TASKS TO CARRY OUT —
(a) In the article on worldwide fertility decline, how many countries today report fertility rates below replacement level?
(b) Write the next part of the article on worldwide fertility decline, picking up after its last sentence.

PASSAGE —
· · ·

Replacement Fertility Declines Worldwide
Replacement Fertility Declines Worldwide
NEW YORK: The fertility rate, or the average number of births per woman, is typically of little concern for government and business leaders until it brings about population decline, shrinking the labor force and substantially increasing the proportion of elderly. Decline begins when fertility falls and remains below the replacement level of about two births per woman
A half-century ago six countries – Czechia, Estonia, Hungary, Japan, Latvia and Ukraine, 5 percent of the world’s population – reported fertility rates slightly below replacement level. Today a record high of 83 countries, representing about half of the world’s population, report below-replacement level rates. By 2050 more than 130 countries, or about two-thirds of the world’s population, are projected to have fertility rates below replacement level.
Many countries manage low fertility rates for decades. The fertility rates of Canada, Germany, Italy, Japan and the United Kingdom, for example, have been below replacement level for more than 40 years. Most European countries have remained below replacement for more than 25 years. Japan in 2017 had the fewest births since official statistics began in 1899.
Future rebounds in fertility cannot be ruled out, but once fertility falls below replacement level, the trend endures. This pattern has been especially evident in countries where fertility has declined to 1.6 children per woman, including Canada, China, Germany, Hungary, Italy, Japan, South Korea and Russia. Among the factors responsible for below-replacement fertility levels are lower child mortality rates, widespread education, increased urbanization, improvements in the status of women including increased employment and economic independence, availability of modern contraceptives, delayed childbearing as well as the decline of marriage and pension systems and increased costs of childrearing. Available demographic evidence suggests these factors will persist and become widespread globally.
In many developed countries significant numbers of women remain childless. The percentage of childless woman aged 40 to 44 years in the United States, for example, doubled from 1976 to 2006, reaching over one-fifth of women. In 2010 no less than one-fifth of women aged 40 to 44 years were childless in Austria, Germany, Japan, Spain and the United Kingdom. Reasons for not having children vary, often encompassing personal, financial, political and environmental considerations.
Among women having children in developed countries, most have one or two children, with a smaller number choosing to have three or more. Countries with the lowest proportion of births after a second child in 2015 include Spain, 11 percent; Greece, 13 percent; and Italy, 14 percent. In most OECD countries, less than one fifth of births represent children beyond a woman’s second child. A notable exception to this pattern is the United States where 30 percent of births represent children beyond the replacement level.

· · ·

DATASET EXCERPT —

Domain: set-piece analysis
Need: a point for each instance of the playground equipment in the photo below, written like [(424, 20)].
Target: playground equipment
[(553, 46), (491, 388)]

· · ·

EXPECTED OUTPUTS —
(a) A record high of 83 countries, representing about half of the world's population.

(b)
Since the start of the 21st century, close to 20 countries have declined in population size and are aging rapidly due to low fertility levels. If current below-replacement fertility rates remain unchanged, populations of 40 countries, including China, Germany, Japan, Russia and South Korea, are projected to be smaller by mid-century. Even if fertility rates were to increase modestly, as assumed by a United Nations projection, the populations of those countries are still expected to be smaller by 2050.
More challenging for governments are projected declines in labor-force populations aged 20 to 64 years. Working-age population declines exceeding 20 percent are expected in many countries, including some of the world’s largest economies, such as China and Japan. Expected population declines are accompanied by rapid population aging.
As a result of below-replacement fertility and increased longevity, populations are becoming the oldest in human history. Increases in the proportion of elderly, those aged 65 years and older, are projected to be substantial and widespread. By mid-century, for example, the elderly are expected to account for more than a third of the populations of Germany, Italy, Japan and South Korea. The relative increase of the dependent older population has repercussions, especially regarding retirement ages, pensions, taxes, voting, health expenditures and elder care.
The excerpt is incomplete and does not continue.